STATED PROBLEM. Make an exact copy of the listing below.

TASK INPUTS.
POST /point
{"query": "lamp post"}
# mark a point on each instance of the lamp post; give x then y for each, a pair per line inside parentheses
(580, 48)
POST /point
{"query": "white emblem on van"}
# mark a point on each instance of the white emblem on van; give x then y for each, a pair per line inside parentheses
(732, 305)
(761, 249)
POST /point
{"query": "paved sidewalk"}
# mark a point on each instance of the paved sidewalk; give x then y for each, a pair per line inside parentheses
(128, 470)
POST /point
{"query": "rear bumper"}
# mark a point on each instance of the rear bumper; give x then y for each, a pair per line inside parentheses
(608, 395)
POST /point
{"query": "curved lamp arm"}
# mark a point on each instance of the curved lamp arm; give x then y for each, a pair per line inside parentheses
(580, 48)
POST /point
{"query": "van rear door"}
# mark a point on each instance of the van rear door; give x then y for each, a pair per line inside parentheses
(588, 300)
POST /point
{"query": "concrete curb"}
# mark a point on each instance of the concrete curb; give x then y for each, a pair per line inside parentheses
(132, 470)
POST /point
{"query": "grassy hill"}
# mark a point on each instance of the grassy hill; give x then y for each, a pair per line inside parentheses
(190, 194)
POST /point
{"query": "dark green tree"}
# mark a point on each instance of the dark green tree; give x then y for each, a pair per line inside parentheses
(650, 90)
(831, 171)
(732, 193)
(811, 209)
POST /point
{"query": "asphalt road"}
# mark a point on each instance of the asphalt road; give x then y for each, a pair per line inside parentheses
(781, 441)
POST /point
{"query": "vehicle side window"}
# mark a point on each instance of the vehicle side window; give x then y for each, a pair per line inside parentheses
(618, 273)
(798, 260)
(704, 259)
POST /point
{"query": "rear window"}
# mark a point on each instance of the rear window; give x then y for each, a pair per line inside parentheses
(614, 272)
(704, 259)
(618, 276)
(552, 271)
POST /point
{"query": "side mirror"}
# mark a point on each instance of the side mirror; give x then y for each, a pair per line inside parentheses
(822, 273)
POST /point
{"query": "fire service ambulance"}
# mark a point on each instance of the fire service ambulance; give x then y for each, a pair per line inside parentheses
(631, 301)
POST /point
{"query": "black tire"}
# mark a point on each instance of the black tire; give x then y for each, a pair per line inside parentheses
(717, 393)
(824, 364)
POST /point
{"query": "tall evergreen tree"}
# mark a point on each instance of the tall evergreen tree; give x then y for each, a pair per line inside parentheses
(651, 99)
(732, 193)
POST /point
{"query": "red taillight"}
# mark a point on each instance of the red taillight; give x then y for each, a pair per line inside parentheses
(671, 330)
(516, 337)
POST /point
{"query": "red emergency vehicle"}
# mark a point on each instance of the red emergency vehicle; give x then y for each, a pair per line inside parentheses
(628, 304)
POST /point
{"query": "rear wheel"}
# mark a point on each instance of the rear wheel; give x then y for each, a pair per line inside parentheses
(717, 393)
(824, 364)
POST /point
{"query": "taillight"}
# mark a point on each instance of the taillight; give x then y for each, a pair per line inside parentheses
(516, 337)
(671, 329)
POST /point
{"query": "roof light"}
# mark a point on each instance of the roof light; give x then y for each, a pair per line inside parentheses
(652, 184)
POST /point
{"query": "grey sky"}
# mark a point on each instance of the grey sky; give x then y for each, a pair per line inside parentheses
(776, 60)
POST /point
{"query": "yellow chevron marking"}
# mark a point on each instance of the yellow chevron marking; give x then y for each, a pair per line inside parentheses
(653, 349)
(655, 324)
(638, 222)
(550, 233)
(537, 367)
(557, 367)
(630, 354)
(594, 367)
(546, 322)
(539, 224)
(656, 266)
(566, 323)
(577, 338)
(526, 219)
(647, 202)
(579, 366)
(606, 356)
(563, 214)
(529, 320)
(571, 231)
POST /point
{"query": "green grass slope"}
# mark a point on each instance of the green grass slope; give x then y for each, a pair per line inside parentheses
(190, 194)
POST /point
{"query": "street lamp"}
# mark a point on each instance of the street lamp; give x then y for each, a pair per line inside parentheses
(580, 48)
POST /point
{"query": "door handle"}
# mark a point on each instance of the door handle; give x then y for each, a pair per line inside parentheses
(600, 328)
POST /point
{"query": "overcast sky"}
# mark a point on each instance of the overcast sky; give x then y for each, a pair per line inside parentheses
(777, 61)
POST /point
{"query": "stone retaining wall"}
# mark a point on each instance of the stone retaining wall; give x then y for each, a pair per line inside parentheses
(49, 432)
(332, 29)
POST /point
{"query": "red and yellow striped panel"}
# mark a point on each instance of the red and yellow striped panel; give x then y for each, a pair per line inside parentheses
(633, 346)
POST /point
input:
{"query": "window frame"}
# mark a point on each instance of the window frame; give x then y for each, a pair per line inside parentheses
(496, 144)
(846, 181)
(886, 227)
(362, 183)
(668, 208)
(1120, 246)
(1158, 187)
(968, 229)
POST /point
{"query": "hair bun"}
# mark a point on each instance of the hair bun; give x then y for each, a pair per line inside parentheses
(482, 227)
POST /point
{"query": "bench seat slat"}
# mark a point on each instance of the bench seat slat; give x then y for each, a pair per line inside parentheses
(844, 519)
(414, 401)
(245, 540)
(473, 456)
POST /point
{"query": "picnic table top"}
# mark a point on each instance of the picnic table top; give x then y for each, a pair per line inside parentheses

SOLUTION.
POST /point
{"query": "lamp post"}
# mark a point on each instance of the lamp post; give x then y for each, a pair per line inside parentheses
(580, 48)
POST /point
{"query": "white emblem on van"}
# mark a point on each instance of the white emblem on van; give x then y for each, a pair per line inside parentheses
(732, 305)
(761, 249)
POST /point
{"query": "paved sidewalk"}
# mark a point on each instance of the paved sidewalk; give x then y for each, a pair per line inside parentheses
(128, 470)
POST /point
{"query": "rear bumper"}
# mark a point on each instance of the rear bumper; give x then y for each, a pair per line inside parentheses
(608, 395)
POST /point
{"query": "curved lamp arm"}
# mark a point on each instance of the curved lamp arm; give x then y for each, a pair per line inside parentheses
(580, 48)
POST /point
{"query": "van rear door"}
# mark a point on each instance of the van rear door; give x then y for each, a pair per line inside parentheses
(588, 300)
POST /point
{"query": "concrete curb"}
# mark a point on each instance of the concrete curb; give x then y for each, a pair per line inside parentheses
(132, 470)
POST /point
{"query": "grassy hill"}
# mark a point on each instance of the grassy hill; give x then y for each, a pair per line inside parentheses
(190, 194)
POST /point
{"query": "dark green tree"}
# mark a point on each instance of the dark green tree; give x then y for each, a pair per line inside parentheses
(650, 90)
(831, 171)
(732, 193)
(811, 209)
POST /point
{"query": "asphalt road"}
# mark a point on each instance of the asphalt road; give x then y for each, a pair per line inside parentheses
(781, 441)
POST /point
{"query": "vehicle side window"}
# mark a point on each instance of the vehicle side window; give x then y for each, a pair per line inside parentheses
(618, 273)
(798, 260)
(704, 259)
POST /point
{"query": "rear window"}
# mark a point on each instance of the rear window; give x then y for each, a pair per line inside parentheses
(614, 272)
(704, 259)
(618, 276)
(552, 271)
POST /point
{"query": "side mirror"}
# mark a point on each instance of the side mirror; give x then y for each, a pair per line inside parentheses
(822, 273)
POST /point
{"query": "fire service ambulance"}
# mark a point on each instance of the fire service ambulance; give x then y for each, a pair per line inside parentheses
(631, 301)
POST /point
{"query": "black tire"}
# mark a point on each instance of the black tire; give x then y for each, a pair per line inside parentheses
(717, 393)
(824, 364)
POST /point
{"query": "tall evergreen tree"}
# mark a point on each instance of the tall evergreen tree; give x then y for each, a pair per line inside parentheses
(651, 99)
(732, 193)
POST /point
{"query": "red taillight"}
# mark a point on each instance of the red taillight; give x then y for each, a pair per line inside parentheses
(671, 330)
(516, 337)
POST /point
{"query": "red emergency vehicle"}
# mark a point on each instance of the red emergency vehicle; give x then y for each, a pair per line inside parentheses
(628, 304)
POST /point
{"query": "rear wheel"}
# mark a point on each instance of the rear wheel; give x then y for each, a pair per line inside parentheses
(717, 393)
(824, 364)
POST /point
{"query": "taillight"}
# mark a point on each instance of the taillight; give x then y for each, a pair per line inside parentheses
(516, 337)
(671, 329)
POST /point
{"query": "roof light"}
# mark a point on each instance of the roof light; give x then y for each, a pair per line inside parentheses
(652, 184)
POST /point
{"query": "grey sky"}
# mark a point on each instance of the grey sky; give x then y for each, a pair per line inside parentheses
(776, 60)
POST /point
{"query": "yellow chevron marking"}
# mark a point on each instance of the yellow chevron marking; give x then y for each, a pair per line inside parentheses
(653, 349)
(655, 324)
(638, 222)
(550, 233)
(537, 367)
(557, 367)
(630, 354)
(594, 367)
(546, 322)
(539, 224)
(656, 266)
(566, 323)
(577, 338)
(526, 219)
(647, 202)
(579, 366)
(606, 356)
(563, 214)
(529, 320)
(571, 231)
POST /point
{"query": "green grass slope"}
# mark a point on each instance of the green grass slope; give x then y for each, a pair per line inside parentheses
(190, 194)
POST /point
{"query": "street lamp"}
# mark a point on each instance of the street lamp; give x then y for each, a pair per line inside parentheses
(580, 48)
POST /point
{"query": "door handle"}
# mark a point on each instance of the door handle; give x then y for each, a pair per line inside parentheses
(600, 328)
POST /point
{"query": "overcast sky"}
# mark a point on each instance of the overcast sky; give x then y for each, a pair per line inside parentheses
(777, 61)
POST /point
{"query": "stone retaining wall"}
# mark a point on each instance of the stone retaining wall; give x then y for each, a pair per line inside parentheses
(49, 432)
(332, 29)
POST /point
{"query": "red and yellow striped panel"}
# mark a point on each instance of the red and yellow striped panel; give x then y for each, a pair per line inside parentheses
(633, 346)
POST /point
input:
{"query": "window frame"}
# mark a point on each instance of the window frame; give x then y for each, a pair per line inside parentheses
(496, 144)
(846, 181)
(886, 227)
(362, 183)
(668, 208)
(1120, 246)
(1158, 187)
(968, 229)
POST /point
{"query": "hair bun"}
# mark a point on each instance of the hair bun; give x then y for each, a pair per line inside parentheses
(482, 227)
POST /point
{"query": "bench seat slat"}
# mark a point on each instance of the bench seat slat; give x then y for each, a pair per line inside parentheses
(844, 519)
(414, 401)
(245, 540)
(473, 456)
POST /point
{"query": "picnic table top"}
# mark a point on each instance of the picnic table top; give x then y for each, a pair per line inside parentheses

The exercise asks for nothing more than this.